Ognuno fa il suo shopping, dice lei. «Dei Paesi del Golfo abbiamo visto come si migliorino l’immagine a colpi di museo, restando dittature, strategia 1. Strategia 2, Paesi asiatici: cultura come arma economica, tipo il K-pop per la Corea. 3, catalizzatore delle politiche identitarie, modello Europa che però ha pochi incentivi e invece Bruxelles è un mediatore essenziale. La sua entrata in campo per la direttiva sul diritto d’autore ci ha dato un buon esempio, mostrandola finalmente unita contro lo strapotere GAFAM (Google Apple Facebook Amazon Microsoft). Perché non continua su questa linea?».
E “l’Ammerica”, ex mainstream? «In effetti Hollywood arriva dopo la Nigeria e soprattutto l’India, per numero di film prodotti. Dobbiamo riposizionare: anche se questi due-quasi anni di tutti-a-casa sono stati, cinicamente, la fortuna per riacciuffarsi il potere di Netflix e social. Ma ci sono diverse realtà della cultura, il teatro, la danza, la musica extra-Spotify che dipendono dai fondi pubblici, insufficienti. E le aziende che mirano al profitto. Buoni e no».

####################

BREVE ESERCIZIO A: Indica se ciascuna affermazione concorda con l'estratto, rispondendo sì o no e citando testualmente le parole decisive: (i) Hollywood viene dopo la Nigeria e l'India per numero di film prodotti; (ii) la strategia 2 dei Paesi asiatici consiste nell'usare la cultura come arma economica; (iii) i fondi pubblici per teatro, danza e musica sono sufficienti.
Il testo e le righe sono materiali distinti tra loro.

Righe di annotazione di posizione
####################

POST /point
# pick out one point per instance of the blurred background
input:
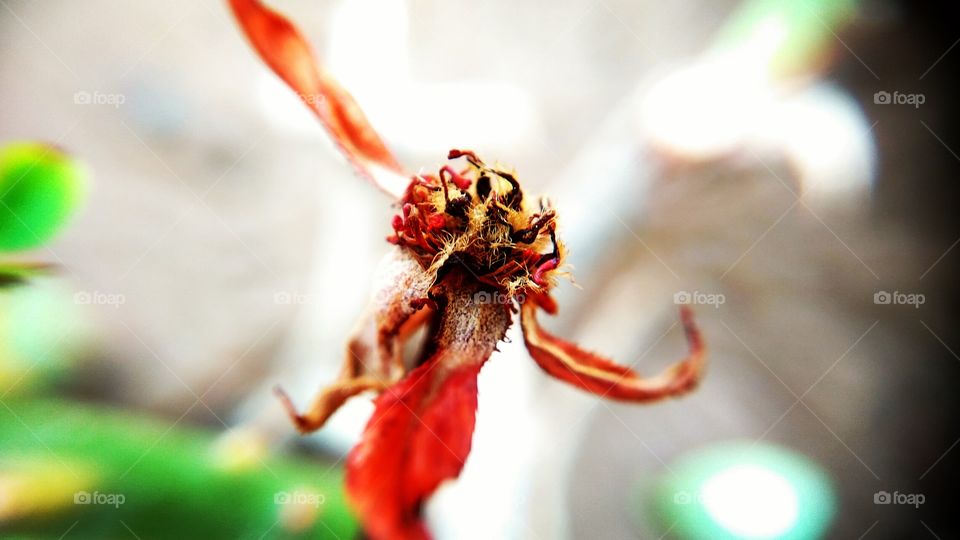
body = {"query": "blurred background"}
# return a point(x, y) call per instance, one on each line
point(788, 167)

####################

BREVE ESERCIZIO B: Riscrivi come tabella Markdown tutte le righe di annotazione riportate sopra, con le colonne n e Riga, omettendo quelle vuote. Lascia fuori dalla risposta le immagini.

RISULTATO ESERCIZIO A:
(i) Sì: «In effetti Hollywood arriva dopo la Nigeria e soprattutto l’India, per numero di film prodotti.»
(ii) Sì: «Strategia 2, Paesi asiatici: cultura come arma economica»
(iii) No: «che dipendono dai fondi pubblici, insufficienti»

RISULTATO ESERCIZIO B:
| n | Riga |
|---|---|
| 1 | POST /point |
| 2 | # pick out one point per instance of the blurred background |
| 3 | input: |
| 4 | body = {"query": "blurred background"} |
| 5 | # return a point(x, y) call per instance, one on each line |
| 6 | point(788, 167) |